[BEGIN Listing]
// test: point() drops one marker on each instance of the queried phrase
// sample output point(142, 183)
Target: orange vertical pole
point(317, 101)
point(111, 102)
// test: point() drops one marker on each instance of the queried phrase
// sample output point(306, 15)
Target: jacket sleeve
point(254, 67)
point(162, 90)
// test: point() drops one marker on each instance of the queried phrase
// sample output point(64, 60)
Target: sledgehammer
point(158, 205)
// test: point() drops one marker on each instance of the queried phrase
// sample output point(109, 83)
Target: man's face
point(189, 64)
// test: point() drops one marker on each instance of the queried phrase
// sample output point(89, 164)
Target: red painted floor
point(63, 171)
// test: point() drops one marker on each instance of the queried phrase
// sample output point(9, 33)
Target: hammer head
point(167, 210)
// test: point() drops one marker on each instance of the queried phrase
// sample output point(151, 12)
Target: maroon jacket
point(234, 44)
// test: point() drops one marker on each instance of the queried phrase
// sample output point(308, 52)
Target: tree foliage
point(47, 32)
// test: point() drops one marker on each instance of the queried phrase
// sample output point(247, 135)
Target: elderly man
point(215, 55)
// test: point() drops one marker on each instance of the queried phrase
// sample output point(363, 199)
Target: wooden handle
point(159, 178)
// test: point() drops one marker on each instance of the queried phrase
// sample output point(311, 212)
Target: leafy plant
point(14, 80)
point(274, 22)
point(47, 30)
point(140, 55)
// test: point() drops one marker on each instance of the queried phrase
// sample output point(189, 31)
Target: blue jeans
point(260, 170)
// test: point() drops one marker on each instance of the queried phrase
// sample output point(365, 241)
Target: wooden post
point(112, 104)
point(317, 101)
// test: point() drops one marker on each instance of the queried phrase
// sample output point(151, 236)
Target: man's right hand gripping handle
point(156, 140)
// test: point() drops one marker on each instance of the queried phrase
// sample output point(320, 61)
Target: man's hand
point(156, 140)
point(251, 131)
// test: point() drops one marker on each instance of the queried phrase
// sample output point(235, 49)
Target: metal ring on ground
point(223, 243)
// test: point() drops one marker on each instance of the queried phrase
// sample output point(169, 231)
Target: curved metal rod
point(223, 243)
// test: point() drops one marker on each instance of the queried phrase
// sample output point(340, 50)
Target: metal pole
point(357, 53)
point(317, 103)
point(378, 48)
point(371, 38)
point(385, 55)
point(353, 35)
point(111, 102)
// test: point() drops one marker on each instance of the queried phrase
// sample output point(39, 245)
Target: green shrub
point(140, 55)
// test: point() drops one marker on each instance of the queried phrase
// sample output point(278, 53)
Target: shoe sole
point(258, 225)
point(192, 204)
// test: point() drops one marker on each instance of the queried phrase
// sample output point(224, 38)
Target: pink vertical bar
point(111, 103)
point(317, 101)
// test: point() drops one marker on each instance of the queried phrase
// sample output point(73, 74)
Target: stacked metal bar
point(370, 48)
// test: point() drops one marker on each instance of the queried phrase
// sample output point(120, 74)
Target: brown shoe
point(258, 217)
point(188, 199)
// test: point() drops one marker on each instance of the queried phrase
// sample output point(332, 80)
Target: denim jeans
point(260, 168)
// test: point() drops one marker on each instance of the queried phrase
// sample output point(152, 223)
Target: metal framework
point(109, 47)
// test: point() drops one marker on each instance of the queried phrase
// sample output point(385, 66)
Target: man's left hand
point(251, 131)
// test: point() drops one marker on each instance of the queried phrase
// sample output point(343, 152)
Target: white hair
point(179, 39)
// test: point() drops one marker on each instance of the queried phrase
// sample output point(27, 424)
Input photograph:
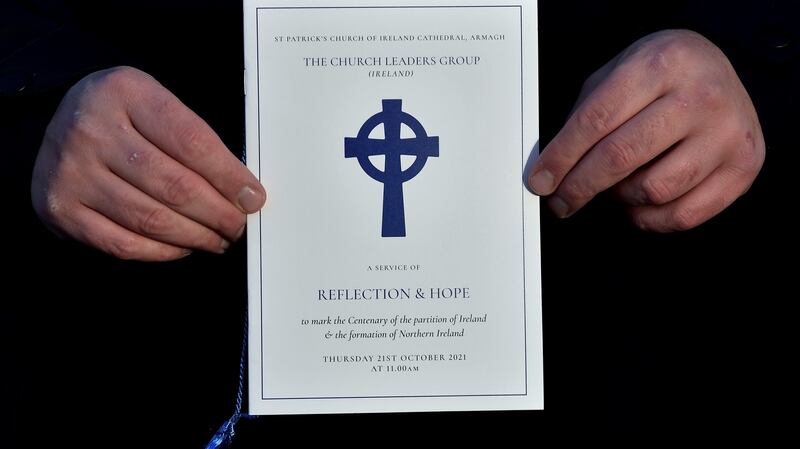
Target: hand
point(127, 168)
point(668, 125)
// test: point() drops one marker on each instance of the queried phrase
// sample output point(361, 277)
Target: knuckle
point(157, 222)
point(120, 79)
point(618, 154)
point(709, 95)
point(750, 155)
point(656, 191)
point(125, 248)
point(180, 190)
point(683, 219)
point(194, 142)
point(594, 119)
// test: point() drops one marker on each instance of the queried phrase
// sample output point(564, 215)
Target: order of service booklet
point(396, 265)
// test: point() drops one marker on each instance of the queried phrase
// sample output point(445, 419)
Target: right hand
point(127, 168)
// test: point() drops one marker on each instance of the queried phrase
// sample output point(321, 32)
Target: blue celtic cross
point(392, 147)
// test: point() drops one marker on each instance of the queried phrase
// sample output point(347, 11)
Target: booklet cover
point(396, 264)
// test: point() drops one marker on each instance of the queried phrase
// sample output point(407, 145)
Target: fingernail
point(542, 182)
point(559, 207)
point(250, 200)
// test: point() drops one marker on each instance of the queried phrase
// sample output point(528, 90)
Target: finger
point(166, 122)
point(628, 89)
point(709, 198)
point(93, 229)
point(679, 171)
point(147, 168)
point(641, 139)
point(141, 214)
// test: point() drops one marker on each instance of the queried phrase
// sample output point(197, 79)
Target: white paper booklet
point(396, 265)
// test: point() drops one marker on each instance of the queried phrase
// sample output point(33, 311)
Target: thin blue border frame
point(260, 217)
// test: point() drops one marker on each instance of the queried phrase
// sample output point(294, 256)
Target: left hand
point(668, 125)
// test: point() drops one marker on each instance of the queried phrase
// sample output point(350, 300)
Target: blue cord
point(224, 436)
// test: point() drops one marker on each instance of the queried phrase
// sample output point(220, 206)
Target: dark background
point(657, 335)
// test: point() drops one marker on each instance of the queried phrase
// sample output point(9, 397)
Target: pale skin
point(125, 167)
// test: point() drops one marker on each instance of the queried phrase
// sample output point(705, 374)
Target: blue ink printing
point(392, 147)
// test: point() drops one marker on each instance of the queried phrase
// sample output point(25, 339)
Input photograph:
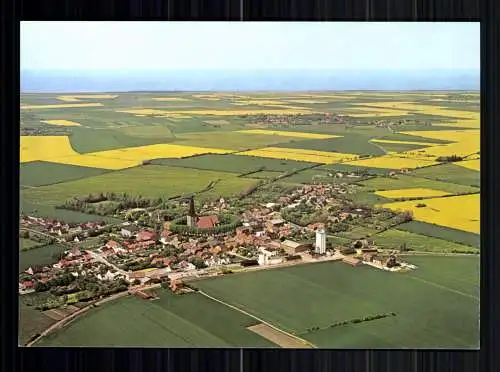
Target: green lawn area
point(403, 182)
point(39, 256)
point(39, 173)
point(392, 239)
point(189, 320)
point(348, 143)
point(436, 305)
point(441, 232)
point(451, 173)
point(233, 163)
point(48, 211)
point(147, 181)
point(31, 321)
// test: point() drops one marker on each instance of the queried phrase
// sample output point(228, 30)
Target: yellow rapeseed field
point(402, 142)
point(474, 164)
point(288, 134)
point(57, 149)
point(66, 123)
point(169, 99)
point(313, 156)
point(306, 101)
point(86, 96)
point(392, 162)
point(411, 193)
point(465, 142)
point(459, 212)
point(62, 105)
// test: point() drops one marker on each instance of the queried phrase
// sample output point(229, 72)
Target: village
point(127, 255)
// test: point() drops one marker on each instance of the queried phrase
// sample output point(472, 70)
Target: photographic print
point(239, 184)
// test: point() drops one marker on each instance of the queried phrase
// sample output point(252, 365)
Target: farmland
point(333, 292)
point(170, 321)
point(416, 152)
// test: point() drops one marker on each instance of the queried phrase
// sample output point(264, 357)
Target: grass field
point(436, 305)
point(39, 173)
point(233, 163)
point(147, 181)
point(440, 232)
point(39, 256)
point(27, 243)
point(404, 182)
point(348, 143)
point(392, 239)
point(189, 320)
point(451, 173)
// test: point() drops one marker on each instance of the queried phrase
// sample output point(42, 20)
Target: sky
point(249, 45)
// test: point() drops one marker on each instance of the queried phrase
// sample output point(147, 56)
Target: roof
point(291, 243)
point(130, 228)
point(206, 222)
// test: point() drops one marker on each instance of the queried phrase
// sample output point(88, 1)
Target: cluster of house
point(58, 228)
point(78, 263)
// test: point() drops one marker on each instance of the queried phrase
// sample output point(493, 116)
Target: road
point(64, 321)
point(101, 259)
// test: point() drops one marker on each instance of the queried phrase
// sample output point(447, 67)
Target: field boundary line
point(307, 343)
point(444, 287)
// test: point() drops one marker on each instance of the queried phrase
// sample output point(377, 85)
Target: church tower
point(191, 218)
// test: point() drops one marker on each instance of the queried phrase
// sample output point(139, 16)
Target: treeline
point(354, 321)
point(43, 240)
point(449, 159)
point(93, 203)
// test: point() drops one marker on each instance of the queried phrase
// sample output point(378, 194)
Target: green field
point(403, 182)
point(348, 143)
point(39, 256)
point(441, 232)
point(27, 243)
point(48, 211)
point(233, 163)
point(147, 181)
point(189, 320)
point(392, 239)
point(40, 173)
point(451, 173)
point(436, 305)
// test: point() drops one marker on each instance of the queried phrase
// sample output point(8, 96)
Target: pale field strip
point(279, 338)
point(177, 114)
point(57, 149)
point(404, 142)
point(78, 98)
point(392, 162)
point(61, 105)
point(66, 123)
point(170, 99)
point(411, 193)
point(312, 156)
point(474, 164)
point(458, 212)
point(289, 134)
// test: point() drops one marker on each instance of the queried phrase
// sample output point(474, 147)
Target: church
point(201, 222)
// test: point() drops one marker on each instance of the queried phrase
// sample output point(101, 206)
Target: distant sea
point(254, 80)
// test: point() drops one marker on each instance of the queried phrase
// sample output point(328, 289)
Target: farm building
point(129, 231)
point(352, 261)
point(292, 247)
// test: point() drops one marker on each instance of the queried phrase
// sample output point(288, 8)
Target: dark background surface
point(232, 360)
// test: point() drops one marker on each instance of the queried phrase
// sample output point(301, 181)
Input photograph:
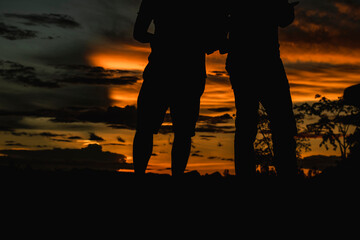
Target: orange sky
point(305, 82)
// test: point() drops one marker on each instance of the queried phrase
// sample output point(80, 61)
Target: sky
point(70, 73)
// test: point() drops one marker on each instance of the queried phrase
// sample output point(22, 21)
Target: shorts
point(182, 96)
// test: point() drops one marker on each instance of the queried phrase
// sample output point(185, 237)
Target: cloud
point(11, 71)
point(92, 157)
point(116, 117)
point(94, 137)
point(83, 74)
point(68, 74)
point(14, 33)
point(59, 20)
point(326, 24)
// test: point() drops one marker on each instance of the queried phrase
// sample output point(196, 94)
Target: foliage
point(333, 122)
point(263, 144)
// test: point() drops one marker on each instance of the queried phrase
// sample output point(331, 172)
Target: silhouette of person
point(257, 76)
point(174, 76)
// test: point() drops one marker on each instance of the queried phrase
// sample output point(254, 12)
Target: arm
point(142, 24)
point(286, 13)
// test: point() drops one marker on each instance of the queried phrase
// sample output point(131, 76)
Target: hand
point(293, 4)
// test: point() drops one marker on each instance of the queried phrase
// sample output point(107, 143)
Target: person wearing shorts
point(174, 77)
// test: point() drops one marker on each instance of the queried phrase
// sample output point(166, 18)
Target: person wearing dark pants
point(258, 76)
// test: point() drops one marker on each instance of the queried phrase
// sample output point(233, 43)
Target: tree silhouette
point(264, 145)
point(333, 123)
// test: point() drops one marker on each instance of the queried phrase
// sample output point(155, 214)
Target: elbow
point(138, 36)
point(287, 21)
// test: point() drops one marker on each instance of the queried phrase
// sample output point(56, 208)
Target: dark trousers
point(268, 86)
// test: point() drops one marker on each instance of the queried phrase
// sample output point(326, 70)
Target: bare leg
point(180, 154)
point(142, 150)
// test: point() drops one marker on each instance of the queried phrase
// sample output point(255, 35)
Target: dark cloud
point(94, 137)
point(11, 71)
point(113, 116)
point(66, 74)
point(92, 157)
point(330, 23)
point(59, 20)
point(83, 74)
point(222, 109)
point(14, 33)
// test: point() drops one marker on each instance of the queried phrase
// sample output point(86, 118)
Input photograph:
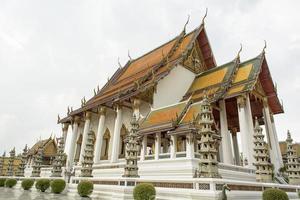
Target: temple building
point(238, 90)
point(283, 150)
point(8, 162)
point(176, 119)
point(49, 147)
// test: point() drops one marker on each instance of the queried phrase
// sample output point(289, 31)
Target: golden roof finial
point(204, 16)
point(186, 23)
point(129, 56)
point(120, 66)
point(239, 52)
point(58, 118)
point(265, 46)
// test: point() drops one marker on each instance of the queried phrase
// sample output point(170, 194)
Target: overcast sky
point(54, 52)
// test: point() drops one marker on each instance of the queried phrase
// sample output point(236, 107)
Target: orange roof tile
point(192, 112)
point(164, 115)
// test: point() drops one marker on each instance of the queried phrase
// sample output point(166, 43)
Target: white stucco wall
point(171, 89)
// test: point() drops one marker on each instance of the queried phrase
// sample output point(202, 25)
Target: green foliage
point(85, 188)
point(27, 183)
point(275, 194)
point(57, 186)
point(144, 191)
point(2, 182)
point(10, 182)
point(42, 184)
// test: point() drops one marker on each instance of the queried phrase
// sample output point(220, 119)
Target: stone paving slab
point(19, 194)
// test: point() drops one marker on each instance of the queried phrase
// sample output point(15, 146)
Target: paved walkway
point(20, 194)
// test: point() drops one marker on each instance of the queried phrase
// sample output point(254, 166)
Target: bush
point(27, 183)
point(85, 188)
point(2, 182)
point(275, 194)
point(144, 191)
point(57, 186)
point(10, 182)
point(42, 184)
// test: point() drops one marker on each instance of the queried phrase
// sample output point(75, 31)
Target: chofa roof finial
point(204, 16)
point(265, 46)
point(186, 23)
point(120, 66)
point(239, 52)
point(129, 56)
point(58, 118)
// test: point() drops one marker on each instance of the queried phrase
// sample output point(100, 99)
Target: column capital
point(76, 119)
point(88, 115)
point(102, 110)
point(265, 102)
point(65, 127)
point(241, 101)
point(136, 103)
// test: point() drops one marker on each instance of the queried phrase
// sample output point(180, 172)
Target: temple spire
point(38, 159)
point(263, 166)
point(22, 165)
point(293, 166)
point(88, 157)
point(10, 170)
point(208, 164)
point(131, 168)
point(59, 159)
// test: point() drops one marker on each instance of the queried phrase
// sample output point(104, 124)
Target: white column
point(65, 127)
point(226, 142)
point(157, 145)
point(116, 136)
point(100, 132)
point(136, 107)
point(190, 151)
point(275, 158)
point(85, 134)
point(279, 155)
point(71, 150)
point(251, 131)
point(241, 101)
point(144, 148)
point(173, 149)
point(235, 147)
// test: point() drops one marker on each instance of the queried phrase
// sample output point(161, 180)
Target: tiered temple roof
point(226, 81)
point(142, 73)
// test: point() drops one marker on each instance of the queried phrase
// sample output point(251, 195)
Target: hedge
point(275, 194)
point(27, 183)
point(10, 182)
point(2, 182)
point(144, 191)
point(42, 184)
point(57, 186)
point(85, 188)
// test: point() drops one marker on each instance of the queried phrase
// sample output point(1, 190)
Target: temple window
point(105, 145)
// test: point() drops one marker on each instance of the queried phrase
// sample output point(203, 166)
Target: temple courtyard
point(19, 194)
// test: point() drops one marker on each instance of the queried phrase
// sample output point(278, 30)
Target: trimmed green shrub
point(275, 194)
point(10, 182)
point(42, 184)
point(144, 191)
point(27, 184)
point(2, 182)
point(85, 188)
point(57, 186)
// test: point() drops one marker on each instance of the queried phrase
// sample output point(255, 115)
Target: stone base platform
point(182, 189)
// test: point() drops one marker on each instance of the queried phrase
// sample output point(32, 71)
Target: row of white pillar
point(229, 151)
point(99, 134)
point(246, 133)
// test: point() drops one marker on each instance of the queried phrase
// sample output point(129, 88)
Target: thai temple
point(172, 117)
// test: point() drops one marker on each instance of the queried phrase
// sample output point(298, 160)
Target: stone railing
point(192, 183)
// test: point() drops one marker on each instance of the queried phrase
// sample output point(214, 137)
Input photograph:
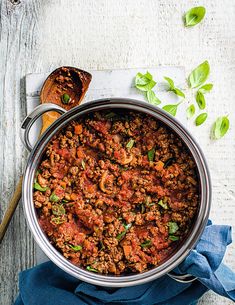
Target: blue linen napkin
point(46, 284)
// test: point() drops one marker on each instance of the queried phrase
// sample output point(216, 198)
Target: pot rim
point(127, 280)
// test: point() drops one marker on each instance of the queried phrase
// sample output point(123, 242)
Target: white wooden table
point(39, 35)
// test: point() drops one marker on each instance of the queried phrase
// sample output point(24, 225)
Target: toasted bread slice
point(66, 87)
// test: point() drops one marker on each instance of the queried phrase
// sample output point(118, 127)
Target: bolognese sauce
point(116, 192)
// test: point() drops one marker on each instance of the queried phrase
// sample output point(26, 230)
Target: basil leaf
point(38, 187)
point(151, 154)
point(179, 92)
point(173, 88)
point(201, 119)
point(152, 99)
point(199, 75)
point(54, 198)
point(144, 82)
point(220, 127)
point(170, 82)
point(194, 16)
point(173, 227)
point(146, 244)
point(173, 237)
point(172, 109)
point(190, 111)
point(200, 99)
point(76, 248)
point(163, 205)
point(130, 143)
point(206, 88)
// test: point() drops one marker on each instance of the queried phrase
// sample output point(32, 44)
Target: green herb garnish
point(144, 82)
point(76, 248)
point(89, 268)
point(201, 119)
point(220, 127)
point(146, 244)
point(54, 198)
point(199, 75)
point(173, 237)
point(152, 98)
point(130, 144)
point(65, 98)
point(163, 204)
point(58, 209)
point(64, 201)
point(172, 109)
point(205, 88)
point(128, 226)
point(151, 154)
point(173, 227)
point(83, 164)
point(200, 99)
point(190, 111)
point(38, 187)
point(123, 233)
point(58, 220)
point(172, 87)
point(194, 16)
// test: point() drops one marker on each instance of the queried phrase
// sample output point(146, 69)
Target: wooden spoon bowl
point(66, 87)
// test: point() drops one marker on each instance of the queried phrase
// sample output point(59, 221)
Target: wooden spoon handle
point(10, 209)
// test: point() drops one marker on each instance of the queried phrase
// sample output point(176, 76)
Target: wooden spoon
point(66, 87)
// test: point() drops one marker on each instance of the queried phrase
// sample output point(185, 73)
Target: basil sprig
point(200, 119)
point(152, 99)
point(199, 75)
point(200, 99)
point(220, 127)
point(205, 88)
point(172, 87)
point(194, 16)
point(172, 109)
point(190, 111)
point(144, 82)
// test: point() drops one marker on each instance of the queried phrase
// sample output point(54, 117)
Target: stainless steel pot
point(34, 160)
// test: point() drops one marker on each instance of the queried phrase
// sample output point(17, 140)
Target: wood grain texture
point(39, 35)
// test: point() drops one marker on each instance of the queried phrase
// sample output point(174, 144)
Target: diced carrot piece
point(63, 184)
point(159, 166)
point(80, 152)
point(78, 129)
point(127, 250)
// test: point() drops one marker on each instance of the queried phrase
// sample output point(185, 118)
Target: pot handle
point(32, 117)
point(182, 278)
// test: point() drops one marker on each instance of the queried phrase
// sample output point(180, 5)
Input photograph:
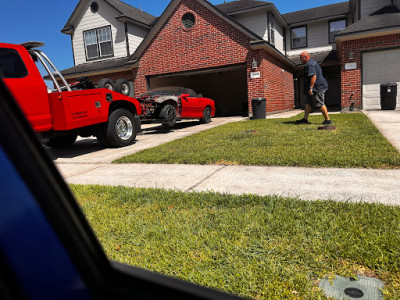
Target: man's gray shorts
point(317, 99)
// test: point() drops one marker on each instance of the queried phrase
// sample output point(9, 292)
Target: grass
point(252, 246)
point(279, 142)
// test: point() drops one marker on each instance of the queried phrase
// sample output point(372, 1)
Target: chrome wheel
point(124, 128)
point(109, 87)
point(125, 89)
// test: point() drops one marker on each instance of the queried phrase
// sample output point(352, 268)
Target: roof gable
point(317, 13)
point(123, 10)
point(168, 13)
point(372, 23)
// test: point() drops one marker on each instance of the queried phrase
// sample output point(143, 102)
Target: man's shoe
point(327, 122)
point(302, 121)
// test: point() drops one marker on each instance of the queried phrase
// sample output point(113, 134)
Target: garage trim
point(363, 65)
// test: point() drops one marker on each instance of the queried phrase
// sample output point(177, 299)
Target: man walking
point(315, 87)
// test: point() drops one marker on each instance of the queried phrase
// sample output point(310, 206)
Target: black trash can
point(259, 106)
point(388, 96)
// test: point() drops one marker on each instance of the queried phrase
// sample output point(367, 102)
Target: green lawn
point(258, 247)
point(280, 142)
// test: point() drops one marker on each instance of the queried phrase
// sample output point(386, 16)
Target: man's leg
point(324, 111)
point(307, 111)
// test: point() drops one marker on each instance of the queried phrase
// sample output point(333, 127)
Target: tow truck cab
point(112, 117)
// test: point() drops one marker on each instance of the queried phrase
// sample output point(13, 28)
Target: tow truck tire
point(122, 86)
point(168, 114)
point(62, 141)
point(106, 83)
point(119, 131)
point(206, 115)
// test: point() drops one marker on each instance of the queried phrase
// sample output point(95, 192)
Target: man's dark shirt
point(312, 68)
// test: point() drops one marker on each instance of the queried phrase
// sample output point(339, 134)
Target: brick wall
point(352, 79)
point(276, 82)
point(213, 42)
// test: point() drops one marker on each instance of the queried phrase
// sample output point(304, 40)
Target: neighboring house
point(241, 49)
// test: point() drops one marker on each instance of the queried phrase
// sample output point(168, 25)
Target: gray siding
[END Listing]
• Prompt: Reproduce the listing above verbatim, from its first line through the line that contains "point(215, 55)", including that line.

• Written solution:
// test: point() drops one marker on each instance of the queried phrase
// sample output point(142, 183)
Target: orange vertical pole
point(317, 101)
point(111, 102)
// test: point() drops one marker on each instance of the queried phrase
// sample output point(306, 15)
Target: jacket sleeve
point(254, 67)
point(162, 90)
// test: point() drops one marker on each instance of the queried phrase
// sample output point(64, 60)
Target: sledgehammer
point(158, 205)
// test: point() drops one marker on each instance of the queried phrase
// sample output point(109, 83)
Target: man's face
point(189, 64)
// test: point() drops one marker on each instance of the queried phrase
// sample output point(89, 164)
Target: red painted floor
point(63, 171)
// test: point() drops one marker on each instance of the queried phrase
// sample output point(9, 33)
Target: hammer head
point(167, 210)
// test: point() drops one marker on each instance of the queried phrase
// sample output point(151, 12)
Target: maroon jacket
point(234, 44)
// test: point() drops one marker on each instance of the queried phrase
// sample output point(308, 52)
Target: tree foliage
point(47, 32)
// test: point() drops one marker on each instance of the queried phrase
// sample output point(247, 135)
Target: elderly man
point(215, 55)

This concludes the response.